■ STATED EXERCISE 1 ■
Answer these questions about the blog post on checking linearity:
(a) On which day did the writer begin using residual plots to analyze the datasets?
(b) Which package did the writer use to apply the Durbin-Watson test?
(c) What range does the Durbin-Watson statistic span?
■ STATED EXERCISE 2 ■
Please extend the blog post on checking linearity, picking up right after its last sentence.

■ READING PASSAGE ■
···

Week 5: Linearity

Hello everyone, welcome to my week 5 blog. We’re at the halfway point. This week’s goal was to create a Jupyter notebook to perform Linear Regression on our data, focusing on the Linearity Assumption.

To check linearity, we first needed to plot residual plots for each of our datasets. Residual plot can help understand whether the relationships between temperature and pH, temperature and TDS, and pH and TDS are in a linear relationship. If the residual plots show a random pattern, this tells that the linear model assumptions do not hold. Starting on Monday, I looked up how to plot a residual plot in Python using built-in. On Tuesday, I began using residual plots to analyze my datasets. The plots all displayed a downward trend for all three graphs, showing that as temperature decreases, pH also decreases, and following the same trend for other comparisons. Therefore, the graph shows our first assumption does hold in our Model of Goodness data analysis.

After discussing my progress with my external advisor, he suggested that I use the Durbin-Watson Statistical test as another method to test linearity. So on Wednesday, I began learning about the Durbin-Watson test and how to apply it to my datasets using statsmodels. From the website, I learned that the Durbin-Watson statistic ranges from 0 to 4. A value less than 2 indicates positive autocorrelation. This means that an error in one variable is likely to cause an error in another. A value greater than 2 indicates negative autocorrelation. This also means that an error in one variable is unlikely to affect another variable.

···

■ EXTRACTED MATERIAL ■
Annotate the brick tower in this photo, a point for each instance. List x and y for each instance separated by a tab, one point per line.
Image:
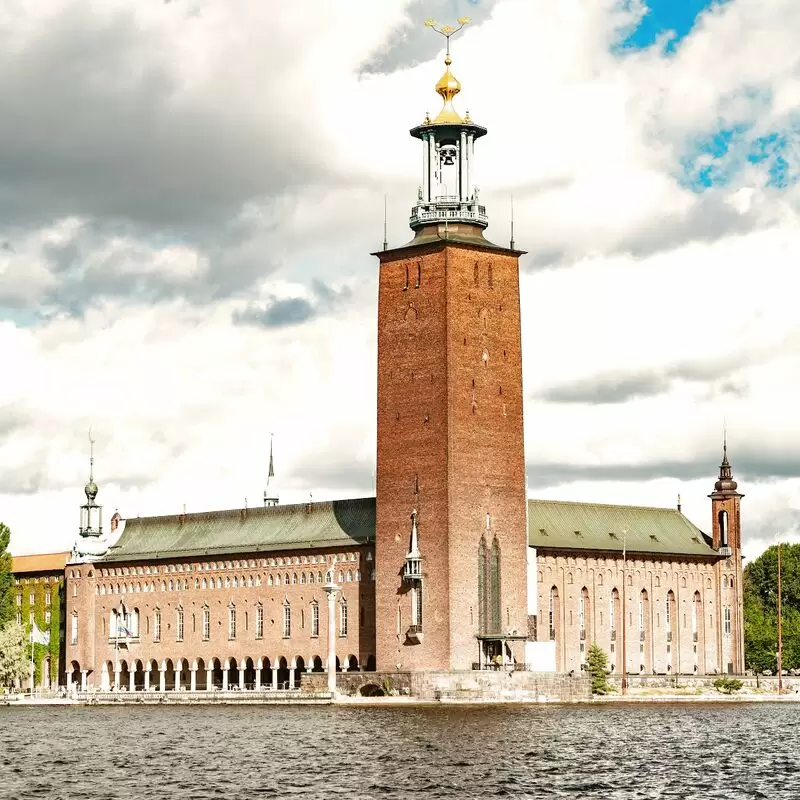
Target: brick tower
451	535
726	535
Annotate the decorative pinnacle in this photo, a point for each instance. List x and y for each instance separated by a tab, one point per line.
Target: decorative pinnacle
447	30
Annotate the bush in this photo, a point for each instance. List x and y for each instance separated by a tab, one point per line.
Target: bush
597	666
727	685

···

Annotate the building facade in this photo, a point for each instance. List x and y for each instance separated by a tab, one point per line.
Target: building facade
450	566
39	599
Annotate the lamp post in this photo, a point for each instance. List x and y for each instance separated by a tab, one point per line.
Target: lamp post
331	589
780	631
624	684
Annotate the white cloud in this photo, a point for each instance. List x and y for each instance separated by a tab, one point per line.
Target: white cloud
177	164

···

■ RIGHT ANSWER 1 ■
(a) Tuesday
(b) statsmodels
(c) From 0 to 4

■ RIGHT ANSWER 2 ■
The results of the Durbin-Watson test were as follows:

Durbin-Watson Statistic for Temperature vs. pH: 0.054
Durbin-Watson Statistic for Temperature vs. TDS: 0.073
Durbin-Watson Statistic for pH vs. TDS: 0.066

These results are all significantly lower than 2. This tells us that all three graphs are positive autocorrelation in the residuals model. This draws the same conclusion with my residual plot analysis. This is because the Durbin-Watson test suggests that the variables are highly dependent on each other, which holds true for the linearity assumptions.

Next week, I will start checking the Mean of Residuals Assumptions!